[Natural language region descriptions]
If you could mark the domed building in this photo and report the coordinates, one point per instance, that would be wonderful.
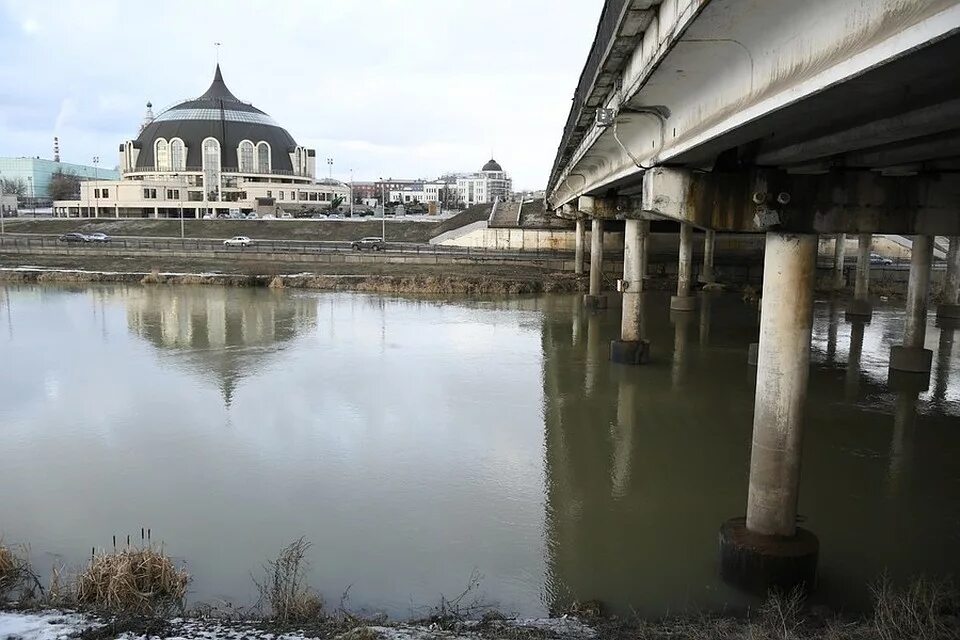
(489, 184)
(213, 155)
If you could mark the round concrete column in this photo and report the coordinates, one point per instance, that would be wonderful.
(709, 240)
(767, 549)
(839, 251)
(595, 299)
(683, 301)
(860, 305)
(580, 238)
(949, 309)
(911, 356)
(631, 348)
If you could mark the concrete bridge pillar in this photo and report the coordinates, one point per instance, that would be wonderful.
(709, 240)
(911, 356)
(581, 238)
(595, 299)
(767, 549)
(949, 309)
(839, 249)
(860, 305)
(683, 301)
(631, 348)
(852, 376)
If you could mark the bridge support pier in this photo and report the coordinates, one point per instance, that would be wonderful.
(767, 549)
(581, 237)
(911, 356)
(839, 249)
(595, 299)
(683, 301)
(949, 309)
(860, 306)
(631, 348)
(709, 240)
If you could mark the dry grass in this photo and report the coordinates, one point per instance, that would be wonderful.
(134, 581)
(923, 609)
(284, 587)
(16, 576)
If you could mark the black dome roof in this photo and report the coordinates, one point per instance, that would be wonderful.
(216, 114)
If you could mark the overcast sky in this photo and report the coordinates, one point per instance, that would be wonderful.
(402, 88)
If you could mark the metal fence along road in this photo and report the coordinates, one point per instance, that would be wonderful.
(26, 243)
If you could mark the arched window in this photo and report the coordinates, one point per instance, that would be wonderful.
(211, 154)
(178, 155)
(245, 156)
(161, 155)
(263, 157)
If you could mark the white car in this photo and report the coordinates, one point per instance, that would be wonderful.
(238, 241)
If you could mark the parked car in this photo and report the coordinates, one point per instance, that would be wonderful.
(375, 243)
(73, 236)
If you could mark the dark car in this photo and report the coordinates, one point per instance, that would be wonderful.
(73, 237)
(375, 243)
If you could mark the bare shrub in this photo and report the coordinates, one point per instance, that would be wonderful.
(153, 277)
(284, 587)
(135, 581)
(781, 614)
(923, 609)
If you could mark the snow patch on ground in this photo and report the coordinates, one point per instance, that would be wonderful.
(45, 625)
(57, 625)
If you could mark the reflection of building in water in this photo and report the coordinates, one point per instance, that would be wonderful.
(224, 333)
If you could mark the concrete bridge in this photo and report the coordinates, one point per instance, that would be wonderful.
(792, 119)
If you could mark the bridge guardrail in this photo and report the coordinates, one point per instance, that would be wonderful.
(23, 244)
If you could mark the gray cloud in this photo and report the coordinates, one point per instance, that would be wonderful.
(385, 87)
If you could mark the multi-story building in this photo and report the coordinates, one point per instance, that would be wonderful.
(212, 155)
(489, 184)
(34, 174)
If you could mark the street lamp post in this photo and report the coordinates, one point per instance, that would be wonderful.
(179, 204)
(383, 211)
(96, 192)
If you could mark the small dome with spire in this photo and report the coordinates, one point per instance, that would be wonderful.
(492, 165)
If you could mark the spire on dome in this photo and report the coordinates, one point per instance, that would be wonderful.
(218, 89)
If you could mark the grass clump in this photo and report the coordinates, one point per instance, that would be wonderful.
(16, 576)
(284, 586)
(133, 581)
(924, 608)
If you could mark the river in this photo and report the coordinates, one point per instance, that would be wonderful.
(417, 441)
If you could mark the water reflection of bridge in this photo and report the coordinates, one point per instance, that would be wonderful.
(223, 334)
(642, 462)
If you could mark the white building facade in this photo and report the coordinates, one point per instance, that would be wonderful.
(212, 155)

PROBLEM REQUIREMENTS: Take the line containing "If you could mark the grass" as the start and the last line of the data as the end, and reproduce that range exactly.

WRITTEN SOLUTION:
If you could mark the grass clump in this photo and report the coordinates, one point per instance, that would be wonderful.
(16, 576)
(284, 586)
(133, 581)
(924, 608)
If you could mark the river in this photo and report the coordinates, one point per instance, that would be wonderful.
(417, 441)
If you could mark the water reflection of bridge in this photo and report the coordinates, one point per instance, that would be wonderful.
(223, 334)
(642, 462)
If you could mark the white building facade in this photo and report the coordinates, one point per instance, that would be wonderful.
(212, 155)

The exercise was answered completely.